Given data below:

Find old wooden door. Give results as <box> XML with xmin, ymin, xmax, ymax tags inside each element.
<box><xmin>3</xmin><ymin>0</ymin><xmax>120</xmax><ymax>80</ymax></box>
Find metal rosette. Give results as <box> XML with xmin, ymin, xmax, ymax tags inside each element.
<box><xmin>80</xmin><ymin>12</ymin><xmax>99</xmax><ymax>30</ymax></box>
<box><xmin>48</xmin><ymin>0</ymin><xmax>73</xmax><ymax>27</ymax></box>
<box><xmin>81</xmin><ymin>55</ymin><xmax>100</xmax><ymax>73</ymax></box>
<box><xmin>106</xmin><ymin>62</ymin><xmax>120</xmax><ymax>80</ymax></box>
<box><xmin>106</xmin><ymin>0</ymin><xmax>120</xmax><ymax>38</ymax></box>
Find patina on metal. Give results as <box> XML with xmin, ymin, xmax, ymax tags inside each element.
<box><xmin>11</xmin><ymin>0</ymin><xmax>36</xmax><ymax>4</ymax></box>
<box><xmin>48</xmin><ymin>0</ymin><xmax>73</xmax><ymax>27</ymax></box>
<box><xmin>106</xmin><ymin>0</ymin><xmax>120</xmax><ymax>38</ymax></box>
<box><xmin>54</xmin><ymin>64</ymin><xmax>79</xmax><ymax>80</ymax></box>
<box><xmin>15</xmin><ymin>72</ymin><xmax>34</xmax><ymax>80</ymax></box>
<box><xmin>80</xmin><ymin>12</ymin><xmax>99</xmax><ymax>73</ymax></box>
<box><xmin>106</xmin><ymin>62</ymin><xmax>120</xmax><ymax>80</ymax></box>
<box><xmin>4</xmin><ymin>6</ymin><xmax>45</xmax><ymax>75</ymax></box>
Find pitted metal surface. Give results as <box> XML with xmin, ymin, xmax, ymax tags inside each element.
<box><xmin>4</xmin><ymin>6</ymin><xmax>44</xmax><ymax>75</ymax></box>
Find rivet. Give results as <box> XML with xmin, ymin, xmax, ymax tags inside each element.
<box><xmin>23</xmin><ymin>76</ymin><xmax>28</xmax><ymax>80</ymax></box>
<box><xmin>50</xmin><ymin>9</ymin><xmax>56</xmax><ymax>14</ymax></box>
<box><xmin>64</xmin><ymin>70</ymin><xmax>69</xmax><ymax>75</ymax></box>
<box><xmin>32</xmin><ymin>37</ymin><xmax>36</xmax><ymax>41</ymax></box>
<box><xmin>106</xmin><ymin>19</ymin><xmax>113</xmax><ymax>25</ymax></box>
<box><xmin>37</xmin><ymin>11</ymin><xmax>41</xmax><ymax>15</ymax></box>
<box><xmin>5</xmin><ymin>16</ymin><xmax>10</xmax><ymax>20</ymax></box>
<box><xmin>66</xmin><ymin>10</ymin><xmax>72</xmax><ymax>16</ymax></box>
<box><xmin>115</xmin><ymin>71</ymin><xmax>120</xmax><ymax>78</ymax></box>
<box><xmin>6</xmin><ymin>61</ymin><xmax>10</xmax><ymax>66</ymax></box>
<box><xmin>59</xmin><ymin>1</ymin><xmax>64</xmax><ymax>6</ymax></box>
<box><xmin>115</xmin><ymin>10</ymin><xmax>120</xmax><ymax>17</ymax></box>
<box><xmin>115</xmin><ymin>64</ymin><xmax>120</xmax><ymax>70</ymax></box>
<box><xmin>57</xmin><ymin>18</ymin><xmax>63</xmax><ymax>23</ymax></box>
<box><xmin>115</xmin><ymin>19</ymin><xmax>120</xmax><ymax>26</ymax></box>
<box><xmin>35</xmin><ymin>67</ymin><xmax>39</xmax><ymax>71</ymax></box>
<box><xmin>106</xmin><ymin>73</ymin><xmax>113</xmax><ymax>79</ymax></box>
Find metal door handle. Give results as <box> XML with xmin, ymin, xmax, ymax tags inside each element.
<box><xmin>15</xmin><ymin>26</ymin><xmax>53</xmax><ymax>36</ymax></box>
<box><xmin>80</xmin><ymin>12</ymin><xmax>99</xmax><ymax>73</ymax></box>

End of Given data.

## Problem requirements
Restate the whole set of entries exactly.

## Exercise output
Find old wooden door. Give results as <box> XML with xmin, ymin, xmax, ymax tags inside each element.
<box><xmin>3</xmin><ymin>0</ymin><xmax>120</xmax><ymax>80</ymax></box>
Find metal rosette. Give results as <box> XML with xmin, ymin, xmax, ymax tags inside each element.
<box><xmin>80</xmin><ymin>12</ymin><xmax>99</xmax><ymax>30</ymax></box>
<box><xmin>48</xmin><ymin>0</ymin><xmax>73</xmax><ymax>27</ymax></box>
<box><xmin>81</xmin><ymin>55</ymin><xmax>100</xmax><ymax>73</ymax></box>
<box><xmin>106</xmin><ymin>62</ymin><xmax>120</xmax><ymax>80</ymax></box>
<box><xmin>106</xmin><ymin>0</ymin><xmax>120</xmax><ymax>38</ymax></box>
Find patina on metal. Give results as <box> XML with xmin, ymin, xmax, ymax tags inside each element.
<box><xmin>11</xmin><ymin>0</ymin><xmax>36</xmax><ymax>4</ymax></box>
<box><xmin>48</xmin><ymin>0</ymin><xmax>73</xmax><ymax>27</ymax></box>
<box><xmin>106</xmin><ymin>0</ymin><xmax>120</xmax><ymax>38</ymax></box>
<box><xmin>54</xmin><ymin>64</ymin><xmax>79</xmax><ymax>80</ymax></box>
<box><xmin>15</xmin><ymin>72</ymin><xmax>34</xmax><ymax>80</ymax></box>
<box><xmin>80</xmin><ymin>12</ymin><xmax>99</xmax><ymax>73</ymax></box>
<box><xmin>106</xmin><ymin>62</ymin><xmax>120</xmax><ymax>80</ymax></box>
<box><xmin>4</xmin><ymin>6</ymin><xmax>45</xmax><ymax>75</ymax></box>
Find pitted metal surface. Give results as <box> XML with xmin, ymin, xmax, ymax tags inside each element.
<box><xmin>4</xmin><ymin>6</ymin><xmax>44</xmax><ymax>75</ymax></box>
Find rivet. Give results as <box> XML with xmin, ymin, xmax, ymax tags inside each element.
<box><xmin>23</xmin><ymin>76</ymin><xmax>28</xmax><ymax>80</ymax></box>
<box><xmin>50</xmin><ymin>9</ymin><xmax>56</xmax><ymax>14</ymax></box>
<box><xmin>64</xmin><ymin>70</ymin><xmax>69</xmax><ymax>75</ymax></box>
<box><xmin>32</xmin><ymin>37</ymin><xmax>36</xmax><ymax>41</ymax></box>
<box><xmin>106</xmin><ymin>19</ymin><xmax>113</xmax><ymax>25</ymax></box>
<box><xmin>37</xmin><ymin>11</ymin><xmax>41</xmax><ymax>15</ymax></box>
<box><xmin>5</xmin><ymin>16</ymin><xmax>10</xmax><ymax>20</ymax></box>
<box><xmin>66</xmin><ymin>10</ymin><xmax>72</xmax><ymax>16</ymax></box>
<box><xmin>115</xmin><ymin>71</ymin><xmax>120</xmax><ymax>78</ymax></box>
<box><xmin>6</xmin><ymin>61</ymin><xmax>10</xmax><ymax>66</ymax></box>
<box><xmin>59</xmin><ymin>1</ymin><xmax>64</xmax><ymax>6</ymax></box>
<box><xmin>115</xmin><ymin>10</ymin><xmax>120</xmax><ymax>17</ymax></box>
<box><xmin>115</xmin><ymin>64</ymin><xmax>120</xmax><ymax>70</ymax></box>
<box><xmin>57</xmin><ymin>18</ymin><xmax>63</xmax><ymax>23</ymax></box>
<box><xmin>115</xmin><ymin>19</ymin><xmax>120</xmax><ymax>26</ymax></box>
<box><xmin>35</xmin><ymin>67</ymin><xmax>39</xmax><ymax>71</ymax></box>
<box><xmin>106</xmin><ymin>73</ymin><xmax>113</xmax><ymax>79</ymax></box>
Find metal door handle. Give results as <box> XML with xmin, ymin, xmax, ymax tags inside each element.
<box><xmin>15</xmin><ymin>26</ymin><xmax>53</xmax><ymax>36</ymax></box>
<box><xmin>80</xmin><ymin>12</ymin><xmax>99</xmax><ymax>73</ymax></box>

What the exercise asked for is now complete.